Coordinate labeling data:
────────────────────

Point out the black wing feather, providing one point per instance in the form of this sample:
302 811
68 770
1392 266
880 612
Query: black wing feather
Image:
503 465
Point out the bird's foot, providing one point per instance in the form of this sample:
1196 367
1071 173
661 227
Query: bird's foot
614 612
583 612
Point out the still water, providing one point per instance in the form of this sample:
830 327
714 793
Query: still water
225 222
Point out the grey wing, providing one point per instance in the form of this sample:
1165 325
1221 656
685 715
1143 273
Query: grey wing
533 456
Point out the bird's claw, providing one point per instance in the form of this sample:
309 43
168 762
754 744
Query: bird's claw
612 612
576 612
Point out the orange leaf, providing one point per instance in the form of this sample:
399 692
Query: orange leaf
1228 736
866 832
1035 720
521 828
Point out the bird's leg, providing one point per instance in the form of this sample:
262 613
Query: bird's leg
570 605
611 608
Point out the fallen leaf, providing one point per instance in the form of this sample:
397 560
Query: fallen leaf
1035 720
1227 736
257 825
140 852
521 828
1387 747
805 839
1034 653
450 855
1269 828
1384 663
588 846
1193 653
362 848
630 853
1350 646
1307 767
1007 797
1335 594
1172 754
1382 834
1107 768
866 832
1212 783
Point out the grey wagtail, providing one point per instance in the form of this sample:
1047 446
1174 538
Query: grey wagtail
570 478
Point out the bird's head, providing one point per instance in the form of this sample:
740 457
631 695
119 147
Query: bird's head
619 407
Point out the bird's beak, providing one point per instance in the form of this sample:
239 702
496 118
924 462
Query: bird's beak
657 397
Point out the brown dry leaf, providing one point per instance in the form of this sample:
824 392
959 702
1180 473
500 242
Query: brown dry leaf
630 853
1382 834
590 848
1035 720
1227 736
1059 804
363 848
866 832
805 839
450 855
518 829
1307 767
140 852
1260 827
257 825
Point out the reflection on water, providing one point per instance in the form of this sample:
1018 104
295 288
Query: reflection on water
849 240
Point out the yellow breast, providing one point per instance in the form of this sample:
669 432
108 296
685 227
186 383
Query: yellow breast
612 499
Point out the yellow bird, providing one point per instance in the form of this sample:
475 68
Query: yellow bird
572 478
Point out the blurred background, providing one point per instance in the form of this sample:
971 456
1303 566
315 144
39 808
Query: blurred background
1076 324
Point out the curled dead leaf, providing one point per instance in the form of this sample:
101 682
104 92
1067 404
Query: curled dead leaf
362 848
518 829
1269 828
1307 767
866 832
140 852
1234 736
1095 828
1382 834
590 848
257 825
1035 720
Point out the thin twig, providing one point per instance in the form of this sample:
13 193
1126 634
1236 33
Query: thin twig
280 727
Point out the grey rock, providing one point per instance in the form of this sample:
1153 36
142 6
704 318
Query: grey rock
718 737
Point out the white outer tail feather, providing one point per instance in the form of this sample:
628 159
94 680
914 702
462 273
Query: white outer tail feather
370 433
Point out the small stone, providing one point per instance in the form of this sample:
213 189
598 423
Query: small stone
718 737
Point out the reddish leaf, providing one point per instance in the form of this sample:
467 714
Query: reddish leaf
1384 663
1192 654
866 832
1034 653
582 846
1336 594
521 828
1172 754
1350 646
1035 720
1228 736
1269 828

────────────────────

Prompt:
Write out the data again, exactly and in full.

The completed task:
Point out the black wing feather, providing one point per instance in the form of this sample:
302 811
68 770
1392 266
880 612
Query: black wing feather
Image:
503 465
Point out the bird's foot, providing one point per instance in the form of this sample:
1196 367
1071 173
661 227
Query: bird's foot
614 612
583 612
Point out the still water, providing one point per instance in the form of this sample:
830 327
714 793
Query: still water
225 222
Point out the grey wing, providing one point per instance in the form of this sample:
1165 325
1221 656
685 715
1143 273
Query: grey wing
533 456
Point out the bird's claw, providing one point per instance in the form of this sample:
309 43
168 762
754 744
Query: bird's claw
612 612
576 612
Point out the orange leaf, providing one point per instance in the form of this sample:
399 692
Query: orange leaf
1228 736
866 832
1035 720
521 828
Point out the bird's leg, providing one point per instance in the form of this sample:
262 613
Query: bird's leg
570 605
611 608
Point out the fallen leaf, providing one point per instance in the form of this sample:
397 560
Query: fallen leaf
1035 720
1227 736
257 825
140 852
521 828
1387 747
805 839
1034 653
450 855
1269 828
1384 663
588 846
1193 653
362 848
630 853
1350 646
1307 767
1007 797
1335 594
1172 754
1382 834
1107 768
866 832
1212 783
Point out the grey wagtail, providing one point per instance in the form of this sample:
1047 446
1174 538
Query: grey wagtail
570 478
Point out the bird's head, providing one point per instance in the form of this sample:
740 457
631 695
119 147
Query: bird's head
619 407
Point out the bird's beak, providing one point per instance in the form of this sample:
239 702
496 118
924 462
Query: bird's beak
657 397
Point out the brown dry leaf, providing one point per instance in the form of this sample:
824 392
959 702
1180 473
500 242
Query: brown dry leaf
630 853
1382 834
590 848
1035 720
1227 736
1059 804
363 848
866 832
805 839
450 855
518 829
1307 767
140 852
1260 827
257 825
Point out the reflection on water, providing one point per instance in the form of this sample:
1018 104
295 288
Query: reflection on water
849 240
Point out the yellow breast, providing one point per instance in the form of this sample:
669 432
108 296
685 227
186 383
Query: yellow breast
612 499
Point out the yellow bird, providing one point per instance in the form of this sample:
475 68
Query: yellow bird
572 478
Point out the blurred background, providing one point per instance in the form of this sample:
971 456
1303 566
315 144
39 808
Query: blurred background
1076 324
Point out the curled dead leaf, providing one point per instance in the form of this sample:
101 682
104 92
1067 404
Query: curled dead leaf
362 848
518 829
1269 828
1307 767
866 832
140 852
1234 736
1095 828
1382 834
590 848
257 825
1035 720
Point out the thin twig, providing one point per instance in the form of this sample:
13 193
1126 634
1236 33
Query: thin twig
280 727
Point out the grey rock, providing one point per instance in the form of this sample:
1153 36
142 6
704 318
Query: grey rock
718 737
Point out the white outer tail feather, providing one point per instance in the form of this sample:
628 159
94 680
914 702
462 273
Query: white outer tail feather
370 433
Point out the small stone, providing one point per instance in the form of this sample:
213 189
598 423
Query: small stone
718 737
Point out the reddish leaf, providing one point per instance in the form of this sample:
467 714
Query: reddish leaf
1384 663
1192 654
866 832
1034 653
582 846
1336 594
521 828
1172 754
1350 646
1035 720
1228 736
1269 828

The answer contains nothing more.